EXERCISE MATERIAL:
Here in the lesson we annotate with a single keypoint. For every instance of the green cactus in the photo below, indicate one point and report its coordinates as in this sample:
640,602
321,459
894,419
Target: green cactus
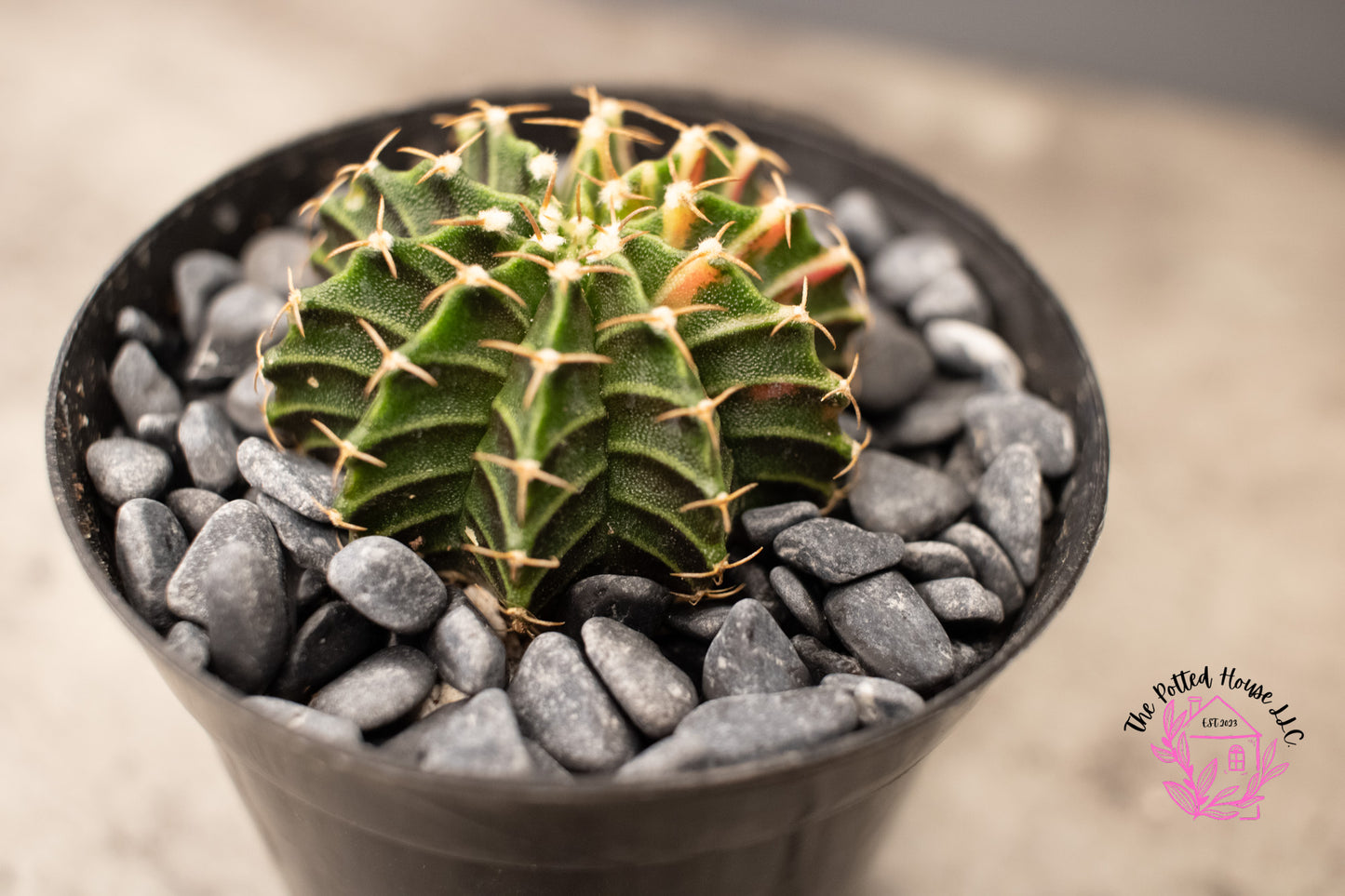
529,373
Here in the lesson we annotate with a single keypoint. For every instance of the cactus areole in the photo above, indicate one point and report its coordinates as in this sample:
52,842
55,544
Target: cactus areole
531,368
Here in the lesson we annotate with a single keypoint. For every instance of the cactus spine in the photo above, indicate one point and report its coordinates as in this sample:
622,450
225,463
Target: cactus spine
528,371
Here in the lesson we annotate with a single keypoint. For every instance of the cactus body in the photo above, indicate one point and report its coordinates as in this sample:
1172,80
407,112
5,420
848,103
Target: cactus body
529,373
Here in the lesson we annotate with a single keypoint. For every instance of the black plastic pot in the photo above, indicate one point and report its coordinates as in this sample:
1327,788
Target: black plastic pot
344,822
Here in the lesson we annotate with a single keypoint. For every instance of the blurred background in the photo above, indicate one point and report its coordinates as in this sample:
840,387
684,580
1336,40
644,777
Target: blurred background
1177,172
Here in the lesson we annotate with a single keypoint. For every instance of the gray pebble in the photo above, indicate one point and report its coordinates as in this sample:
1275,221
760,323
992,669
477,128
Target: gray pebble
821,660
877,700
751,655
894,365
190,643
797,596
305,720
389,582
331,640
653,693
238,522
194,506
756,584
244,400
150,546
908,264
410,744
248,615
470,655
891,631
133,323
997,420
994,569
964,660
665,757
545,766
229,344
963,467
860,217
631,600
310,592
160,431
836,551
381,689
124,468
685,653
196,276
480,739
311,543
269,253
208,446
969,655
1009,506
951,293
701,622
139,386
300,483
934,417
961,600
564,706
925,560
894,494
963,347
746,727
763,524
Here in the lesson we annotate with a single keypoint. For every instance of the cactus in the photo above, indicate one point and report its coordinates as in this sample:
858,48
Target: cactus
528,373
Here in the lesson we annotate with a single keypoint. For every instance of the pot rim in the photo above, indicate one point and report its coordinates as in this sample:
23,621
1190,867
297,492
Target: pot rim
752,116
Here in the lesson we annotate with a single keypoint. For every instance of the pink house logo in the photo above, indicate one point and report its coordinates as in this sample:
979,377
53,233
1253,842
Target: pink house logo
1229,751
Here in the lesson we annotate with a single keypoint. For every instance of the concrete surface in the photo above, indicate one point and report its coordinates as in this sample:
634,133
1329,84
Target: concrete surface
1199,252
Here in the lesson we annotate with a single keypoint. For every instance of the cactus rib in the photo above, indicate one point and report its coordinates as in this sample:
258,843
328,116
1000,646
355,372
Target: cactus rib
529,370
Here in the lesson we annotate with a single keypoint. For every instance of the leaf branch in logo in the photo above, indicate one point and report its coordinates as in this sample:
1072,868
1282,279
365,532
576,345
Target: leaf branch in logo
1191,793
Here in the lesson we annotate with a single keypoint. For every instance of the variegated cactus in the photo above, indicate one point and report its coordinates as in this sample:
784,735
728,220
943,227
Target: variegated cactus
531,371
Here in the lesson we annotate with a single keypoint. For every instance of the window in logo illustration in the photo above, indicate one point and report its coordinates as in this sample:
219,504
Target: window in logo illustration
1229,751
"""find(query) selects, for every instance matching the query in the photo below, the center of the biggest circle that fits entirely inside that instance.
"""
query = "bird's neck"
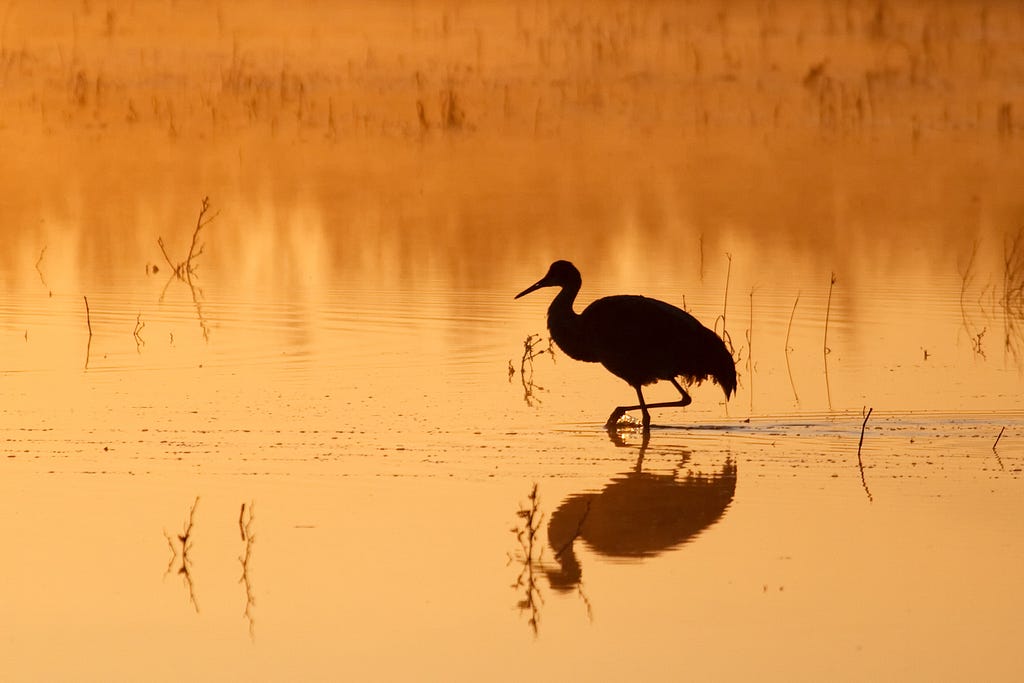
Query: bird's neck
(563, 323)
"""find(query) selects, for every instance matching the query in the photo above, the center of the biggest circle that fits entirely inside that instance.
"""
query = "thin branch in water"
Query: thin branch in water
(526, 536)
(1012, 301)
(788, 368)
(40, 270)
(139, 326)
(860, 463)
(88, 316)
(750, 350)
(88, 322)
(530, 350)
(184, 270)
(824, 342)
(967, 276)
(725, 305)
(998, 437)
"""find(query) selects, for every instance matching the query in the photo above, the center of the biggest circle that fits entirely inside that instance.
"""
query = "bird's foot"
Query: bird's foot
(615, 416)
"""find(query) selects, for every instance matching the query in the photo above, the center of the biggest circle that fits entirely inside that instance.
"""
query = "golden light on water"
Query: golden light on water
(338, 375)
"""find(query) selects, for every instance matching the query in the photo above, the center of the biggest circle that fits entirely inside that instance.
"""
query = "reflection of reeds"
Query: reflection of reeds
(1012, 300)
(246, 528)
(528, 557)
(184, 570)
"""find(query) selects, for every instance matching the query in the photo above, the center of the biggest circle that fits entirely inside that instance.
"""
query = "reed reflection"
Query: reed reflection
(184, 568)
(638, 514)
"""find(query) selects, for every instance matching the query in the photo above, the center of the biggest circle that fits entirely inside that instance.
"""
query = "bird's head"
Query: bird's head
(561, 273)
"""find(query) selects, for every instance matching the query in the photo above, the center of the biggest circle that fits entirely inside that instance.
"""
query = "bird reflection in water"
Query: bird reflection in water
(638, 514)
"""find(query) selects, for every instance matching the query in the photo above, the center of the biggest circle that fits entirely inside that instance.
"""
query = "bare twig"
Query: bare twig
(88, 317)
(725, 305)
(824, 342)
(40, 270)
(530, 350)
(997, 438)
(139, 326)
(526, 535)
(860, 463)
(788, 329)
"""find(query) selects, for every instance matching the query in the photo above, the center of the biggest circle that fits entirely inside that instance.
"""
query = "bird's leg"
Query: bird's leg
(685, 400)
(643, 407)
(621, 411)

STATED TASK: Locate every line in the items that contains the word "gray", and copy each of those lines in full.

SOLUTION TO THIS EXERCISE:
Here in the lesson we annotate with a single keypoint. For every instance of the gray pebble in the photo above, indicate one point and report its coordinates as in this sample:
Target: gray pebble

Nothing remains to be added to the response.